*** Data listing
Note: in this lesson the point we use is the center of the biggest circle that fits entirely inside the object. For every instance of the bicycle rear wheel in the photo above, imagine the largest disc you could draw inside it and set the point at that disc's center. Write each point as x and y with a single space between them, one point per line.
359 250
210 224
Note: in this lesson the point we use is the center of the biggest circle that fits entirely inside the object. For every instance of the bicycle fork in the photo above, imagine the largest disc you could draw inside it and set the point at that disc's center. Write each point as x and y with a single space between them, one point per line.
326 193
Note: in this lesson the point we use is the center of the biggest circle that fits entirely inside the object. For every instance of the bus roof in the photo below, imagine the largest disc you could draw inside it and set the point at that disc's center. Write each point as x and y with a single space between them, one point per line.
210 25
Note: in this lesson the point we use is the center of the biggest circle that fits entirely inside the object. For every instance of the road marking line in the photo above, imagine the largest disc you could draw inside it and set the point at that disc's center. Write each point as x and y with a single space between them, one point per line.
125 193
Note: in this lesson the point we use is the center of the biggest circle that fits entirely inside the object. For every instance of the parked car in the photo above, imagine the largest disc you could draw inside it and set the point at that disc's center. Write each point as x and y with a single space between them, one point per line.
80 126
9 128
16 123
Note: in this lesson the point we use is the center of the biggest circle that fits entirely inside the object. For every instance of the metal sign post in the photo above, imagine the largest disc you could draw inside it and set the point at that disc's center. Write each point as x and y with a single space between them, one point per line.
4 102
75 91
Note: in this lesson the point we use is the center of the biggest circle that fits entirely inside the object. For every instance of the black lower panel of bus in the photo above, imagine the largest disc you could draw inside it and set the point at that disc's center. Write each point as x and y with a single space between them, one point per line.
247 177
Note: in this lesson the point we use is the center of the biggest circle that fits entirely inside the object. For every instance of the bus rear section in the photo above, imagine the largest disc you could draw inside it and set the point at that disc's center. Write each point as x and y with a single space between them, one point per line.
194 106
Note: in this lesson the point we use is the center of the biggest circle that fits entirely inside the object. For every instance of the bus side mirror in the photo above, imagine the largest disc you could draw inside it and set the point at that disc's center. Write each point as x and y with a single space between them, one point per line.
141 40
******
Set task |
Please rewrite the lines above as a numbered list, leaving out any blank lines.

Task answer |
1. Note: in this lesson the point we use is the center of the biggest circle that fits entirely inside the object. For every instance of the bicycle rear wheel in the photo above, imagine the largest disc you could draw inside it and set the point at that disc's center. Write each point as x and y with a single space between them, one point per line.
2. 359 250
3. 210 224
4. Note: in this lesson the point we use is the center of the biggest circle that fits entirely inside the object. For every instance of the bicycle fork in the photo above, imagine the largest disc you could draw inside it and set the point at that disc's center. Write each point as x and y with a single space between them, one point per line.
5. 326 193
6. Note: in this lesson the point we use is the center of the biggest circle that fits entirely inside the object. For every instance of the bus roof in the photo below, imagine the largest disc you could draw inside it and set the point at that disc's center. Write each point as x and y with a single space between them, one point per line.
7. 210 25
8. Note: in this lesson the point we use is the center of the biggest circle that fits entirely inside the object. For every instance of the road marking line in the photo above, imagine the largest disc you could draw inside it and set the point at that disc's center. Write each point as x and y with a single space between them, one point per line.
9. 125 193
10. Note: in this lesson the point we use is the center of the biggest circle that fits entirely inside the object. For every instance of the parked car in the photo above, imagine the largest disc you could draw inside it and set the point at that disc's center. Write each point as x and y with a single space between them, one point per line.
11. 80 126
12. 9 128
13. 16 123
14. Note: in this lesson the point we use is the center of the biggest circle that fits entirely inside the object. For every instance of the metal sign post in the photo above, imagine the largest disc you could draw inside it and set the point at that disc's center. Write each point as x and y with a single space between them, one point per line.
15. 4 102
16. 75 91
17. Note: in this lesson the point we use is the center of the biggest circle that fits entirely inside the object. For every instance of the black lower panel of bus in the photo above, imagine the largest disc you could draw inside it and set the point at that disc's center. Write each point as x and y with a single space between them, one point per line.
18. 247 177
19. Note: in this lesson the point we use is the center of the biggest circle that fits entirely inside the object. For every instance of the bus rear section in the photo above, imagine the largest disc you could draw inside it and set the point at that disc's center. Write each point as x and y with a single space between them, one point per line.
20. 194 106
21. Note: in this lesson the point we use is the center of the biggest circle that fits entirely inside the object. For every instance of the bus side mirror in the photo above, imagine the largest disc you could draw inside it and set the point at that disc's center. Write each point as x and y with a single space between them, one point per line.
22. 141 40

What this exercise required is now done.